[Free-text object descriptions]
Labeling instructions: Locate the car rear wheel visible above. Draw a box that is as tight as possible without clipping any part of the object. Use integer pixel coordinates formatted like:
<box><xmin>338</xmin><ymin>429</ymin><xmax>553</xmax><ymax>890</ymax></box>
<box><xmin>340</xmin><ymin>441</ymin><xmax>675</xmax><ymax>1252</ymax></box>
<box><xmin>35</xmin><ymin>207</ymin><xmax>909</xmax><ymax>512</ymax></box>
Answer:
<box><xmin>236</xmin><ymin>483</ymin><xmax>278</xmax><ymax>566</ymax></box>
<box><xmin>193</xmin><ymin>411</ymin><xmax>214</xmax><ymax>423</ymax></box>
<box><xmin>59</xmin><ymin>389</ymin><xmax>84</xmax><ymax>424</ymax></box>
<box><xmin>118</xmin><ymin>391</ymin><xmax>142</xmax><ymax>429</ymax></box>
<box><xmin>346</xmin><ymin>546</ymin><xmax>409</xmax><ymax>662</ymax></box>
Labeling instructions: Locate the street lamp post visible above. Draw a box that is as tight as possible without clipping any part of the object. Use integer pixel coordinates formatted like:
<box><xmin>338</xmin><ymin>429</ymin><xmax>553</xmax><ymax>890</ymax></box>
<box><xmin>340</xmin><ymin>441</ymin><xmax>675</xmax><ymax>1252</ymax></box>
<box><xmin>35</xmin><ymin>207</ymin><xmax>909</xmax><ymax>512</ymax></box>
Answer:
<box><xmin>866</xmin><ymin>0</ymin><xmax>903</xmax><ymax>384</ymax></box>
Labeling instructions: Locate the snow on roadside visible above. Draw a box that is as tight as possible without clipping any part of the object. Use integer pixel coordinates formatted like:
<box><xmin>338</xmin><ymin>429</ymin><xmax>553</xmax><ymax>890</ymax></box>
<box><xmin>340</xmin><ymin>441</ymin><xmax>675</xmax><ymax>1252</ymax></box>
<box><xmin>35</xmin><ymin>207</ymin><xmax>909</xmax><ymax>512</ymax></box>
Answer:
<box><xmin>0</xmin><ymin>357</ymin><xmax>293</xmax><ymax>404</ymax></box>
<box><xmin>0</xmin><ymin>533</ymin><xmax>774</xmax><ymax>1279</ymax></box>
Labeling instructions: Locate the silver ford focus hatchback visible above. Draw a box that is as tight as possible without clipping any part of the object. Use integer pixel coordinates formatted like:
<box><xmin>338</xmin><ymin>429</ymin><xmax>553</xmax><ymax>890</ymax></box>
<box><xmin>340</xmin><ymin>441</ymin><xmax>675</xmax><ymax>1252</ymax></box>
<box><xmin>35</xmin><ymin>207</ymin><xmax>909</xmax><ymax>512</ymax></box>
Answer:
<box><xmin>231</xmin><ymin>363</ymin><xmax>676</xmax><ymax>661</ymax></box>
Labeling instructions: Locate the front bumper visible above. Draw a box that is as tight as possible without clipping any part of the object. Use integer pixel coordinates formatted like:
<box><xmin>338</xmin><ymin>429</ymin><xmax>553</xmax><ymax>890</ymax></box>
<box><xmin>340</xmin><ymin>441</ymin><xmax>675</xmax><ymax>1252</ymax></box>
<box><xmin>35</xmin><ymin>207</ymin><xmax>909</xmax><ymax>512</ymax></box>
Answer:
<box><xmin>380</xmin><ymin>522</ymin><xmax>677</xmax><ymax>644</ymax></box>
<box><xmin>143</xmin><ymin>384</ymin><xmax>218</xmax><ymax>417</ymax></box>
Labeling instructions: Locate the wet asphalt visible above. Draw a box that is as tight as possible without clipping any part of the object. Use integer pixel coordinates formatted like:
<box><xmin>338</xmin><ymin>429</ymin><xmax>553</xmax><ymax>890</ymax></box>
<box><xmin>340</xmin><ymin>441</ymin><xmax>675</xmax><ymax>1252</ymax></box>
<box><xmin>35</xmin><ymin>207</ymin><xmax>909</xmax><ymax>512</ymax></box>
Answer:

==

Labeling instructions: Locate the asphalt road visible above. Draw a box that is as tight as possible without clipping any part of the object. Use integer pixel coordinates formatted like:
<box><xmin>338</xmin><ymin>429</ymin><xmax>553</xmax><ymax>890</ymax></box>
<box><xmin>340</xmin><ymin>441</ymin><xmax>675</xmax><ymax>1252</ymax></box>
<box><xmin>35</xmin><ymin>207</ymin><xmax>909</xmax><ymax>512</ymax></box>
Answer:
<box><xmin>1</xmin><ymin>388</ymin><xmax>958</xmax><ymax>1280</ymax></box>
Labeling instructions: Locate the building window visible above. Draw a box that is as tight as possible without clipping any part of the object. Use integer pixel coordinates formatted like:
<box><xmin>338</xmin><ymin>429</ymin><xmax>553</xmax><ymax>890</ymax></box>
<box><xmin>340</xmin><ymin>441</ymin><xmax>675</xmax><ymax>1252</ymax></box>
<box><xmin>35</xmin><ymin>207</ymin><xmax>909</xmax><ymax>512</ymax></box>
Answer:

### Aim of the exercise
Look over the records above, and wherever a line contains the string "asphalt", copy that line.

### Output for this exercise
Labeling instructions: Locate the wet asphalt visible above. Draw a box that is as tight as possible without clipping any part of the object. Use integer pixel coordinates formatted like:
Labeling instructions: Locate the asphalt road visible above. Draw a box that is as tight as possible without clipping any part of the object. Use integer pixel coordinates formatted like:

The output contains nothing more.